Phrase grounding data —
Content starts
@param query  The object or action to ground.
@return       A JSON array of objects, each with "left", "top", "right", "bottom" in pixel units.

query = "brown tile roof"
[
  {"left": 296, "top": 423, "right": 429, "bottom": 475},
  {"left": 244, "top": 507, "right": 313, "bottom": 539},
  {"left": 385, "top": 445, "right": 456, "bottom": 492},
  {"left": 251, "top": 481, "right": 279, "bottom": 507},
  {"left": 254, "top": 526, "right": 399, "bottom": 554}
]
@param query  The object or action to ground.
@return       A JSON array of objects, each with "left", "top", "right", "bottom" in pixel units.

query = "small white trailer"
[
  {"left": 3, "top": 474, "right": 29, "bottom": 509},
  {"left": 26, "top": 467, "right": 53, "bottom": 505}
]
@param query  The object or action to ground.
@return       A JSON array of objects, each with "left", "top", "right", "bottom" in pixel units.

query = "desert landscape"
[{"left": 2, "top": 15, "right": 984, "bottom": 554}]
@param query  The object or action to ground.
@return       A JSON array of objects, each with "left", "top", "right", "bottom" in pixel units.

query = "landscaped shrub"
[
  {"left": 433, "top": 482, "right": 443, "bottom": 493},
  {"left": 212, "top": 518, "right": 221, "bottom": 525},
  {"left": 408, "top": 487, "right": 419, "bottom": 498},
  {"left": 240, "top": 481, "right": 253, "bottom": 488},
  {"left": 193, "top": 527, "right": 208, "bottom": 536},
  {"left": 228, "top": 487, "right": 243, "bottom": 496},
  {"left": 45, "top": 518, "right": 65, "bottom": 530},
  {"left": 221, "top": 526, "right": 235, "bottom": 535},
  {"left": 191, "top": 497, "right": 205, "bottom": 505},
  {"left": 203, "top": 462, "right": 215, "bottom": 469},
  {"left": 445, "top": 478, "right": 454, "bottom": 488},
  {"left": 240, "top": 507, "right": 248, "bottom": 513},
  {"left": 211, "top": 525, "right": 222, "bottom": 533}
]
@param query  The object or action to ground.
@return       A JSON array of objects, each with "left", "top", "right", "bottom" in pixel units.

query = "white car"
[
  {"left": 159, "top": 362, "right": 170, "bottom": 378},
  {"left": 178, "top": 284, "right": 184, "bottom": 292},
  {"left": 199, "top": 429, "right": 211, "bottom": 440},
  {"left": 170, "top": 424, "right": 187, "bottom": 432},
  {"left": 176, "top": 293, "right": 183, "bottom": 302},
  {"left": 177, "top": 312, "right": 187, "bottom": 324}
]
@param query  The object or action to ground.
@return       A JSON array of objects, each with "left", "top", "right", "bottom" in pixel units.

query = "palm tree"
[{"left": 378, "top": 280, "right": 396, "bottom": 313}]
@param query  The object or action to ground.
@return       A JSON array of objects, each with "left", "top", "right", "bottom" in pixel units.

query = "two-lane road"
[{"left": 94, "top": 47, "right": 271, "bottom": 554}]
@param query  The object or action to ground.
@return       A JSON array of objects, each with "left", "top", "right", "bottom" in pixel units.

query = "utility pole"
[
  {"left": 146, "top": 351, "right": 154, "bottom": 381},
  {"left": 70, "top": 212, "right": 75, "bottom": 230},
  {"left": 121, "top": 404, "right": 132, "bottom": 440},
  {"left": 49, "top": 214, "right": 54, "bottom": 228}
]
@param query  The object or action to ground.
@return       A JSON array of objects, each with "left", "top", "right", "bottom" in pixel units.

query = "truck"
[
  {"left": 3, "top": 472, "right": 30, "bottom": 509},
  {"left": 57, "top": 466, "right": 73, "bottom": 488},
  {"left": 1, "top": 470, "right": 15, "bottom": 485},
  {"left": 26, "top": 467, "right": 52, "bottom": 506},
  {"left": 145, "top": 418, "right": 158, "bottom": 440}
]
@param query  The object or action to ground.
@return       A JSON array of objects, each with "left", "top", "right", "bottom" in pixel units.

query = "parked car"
Content ends
What needs to be done —
Each line shown above needs to be transcribed exactly.

Result for this exercise —
@param query  The object or action to ground.
@return       A JSON array of objects, each with "left", "top", "right", "bottom" in pixel units.

query = "brown tile roof"
[
  {"left": 296, "top": 423, "right": 429, "bottom": 475},
  {"left": 244, "top": 507, "right": 313, "bottom": 539},
  {"left": 385, "top": 445, "right": 456, "bottom": 492},
  {"left": 251, "top": 481, "right": 279, "bottom": 507},
  {"left": 254, "top": 526, "right": 399, "bottom": 554}
]
@param query  The object or action to ground.
@return       A JSON array of objects, each with "left", "top", "right", "bottom" in pixel units.

query = "small white trailer"
[
  {"left": 3, "top": 474, "right": 29, "bottom": 509},
  {"left": 26, "top": 467, "right": 53, "bottom": 505}
]
@param query  The object or action to ground.
@return       A JSON array of objects, each with "left", "top", "right", "bottom" in pixel units.

query = "desert landscape"
[{"left": 2, "top": 15, "right": 984, "bottom": 554}]
@param query  The object or action to ground.
@return       A JSON array of objects, each with "left", "top", "right", "bottom" in pixel units.

query = "landscaped shrub"
[
  {"left": 433, "top": 482, "right": 443, "bottom": 493},
  {"left": 212, "top": 518, "right": 221, "bottom": 525},
  {"left": 408, "top": 487, "right": 419, "bottom": 498},
  {"left": 240, "top": 481, "right": 253, "bottom": 488},
  {"left": 193, "top": 527, "right": 208, "bottom": 536},
  {"left": 228, "top": 487, "right": 243, "bottom": 496},
  {"left": 45, "top": 518, "right": 65, "bottom": 530},
  {"left": 221, "top": 526, "right": 235, "bottom": 535},
  {"left": 191, "top": 497, "right": 205, "bottom": 505},
  {"left": 203, "top": 462, "right": 215, "bottom": 469},
  {"left": 445, "top": 478, "right": 454, "bottom": 488},
  {"left": 240, "top": 507, "right": 248, "bottom": 513},
  {"left": 211, "top": 525, "right": 222, "bottom": 533}
]
@param query  The object or action to ground.
@return       A JSON array of objects, each with "left", "top", "right", "bottom" in pixel units.

query = "white car"
[
  {"left": 159, "top": 362, "right": 170, "bottom": 378},
  {"left": 178, "top": 284, "right": 184, "bottom": 292},
  {"left": 199, "top": 429, "right": 211, "bottom": 440},
  {"left": 170, "top": 424, "right": 187, "bottom": 432},
  {"left": 176, "top": 293, "right": 183, "bottom": 302},
  {"left": 177, "top": 312, "right": 187, "bottom": 324}
]
@param query  The object or action to ground.
@return       A JSON array of objects, each with "left", "top", "right", "bottom" in pixel units.

query = "palm tree"
[{"left": 378, "top": 280, "right": 396, "bottom": 313}]
@param query  The object or action to ground.
@return       A JSON array of objects, each with "left", "top", "right", "bottom" in pixel units.

query = "two-lane road"
[{"left": 94, "top": 47, "right": 271, "bottom": 554}]
@param query  The object or action to ground.
@return       A JSON array of objects, each with "left", "top", "right", "bottom" in pixel units.

query = "utility pole"
[
  {"left": 146, "top": 351, "right": 154, "bottom": 381},
  {"left": 70, "top": 212, "right": 75, "bottom": 230},
  {"left": 121, "top": 404, "right": 132, "bottom": 440},
  {"left": 49, "top": 214, "right": 54, "bottom": 228}
]
@param query  The object or action to ground.
@return       A JSON array of objects, each with "left", "top", "right", "bottom" in pixel units.

query = "truck"
[
  {"left": 3, "top": 472, "right": 30, "bottom": 509},
  {"left": 57, "top": 466, "right": 73, "bottom": 488},
  {"left": 1, "top": 470, "right": 15, "bottom": 485},
  {"left": 26, "top": 467, "right": 52, "bottom": 506},
  {"left": 145, "top": 418, "right": 158, "bottom": 440}
]
@param query  The object or action to ground.
@return       A JSON array of objects, each with "left", "top", "right", "bottom" in pixel units.

query = "parked car"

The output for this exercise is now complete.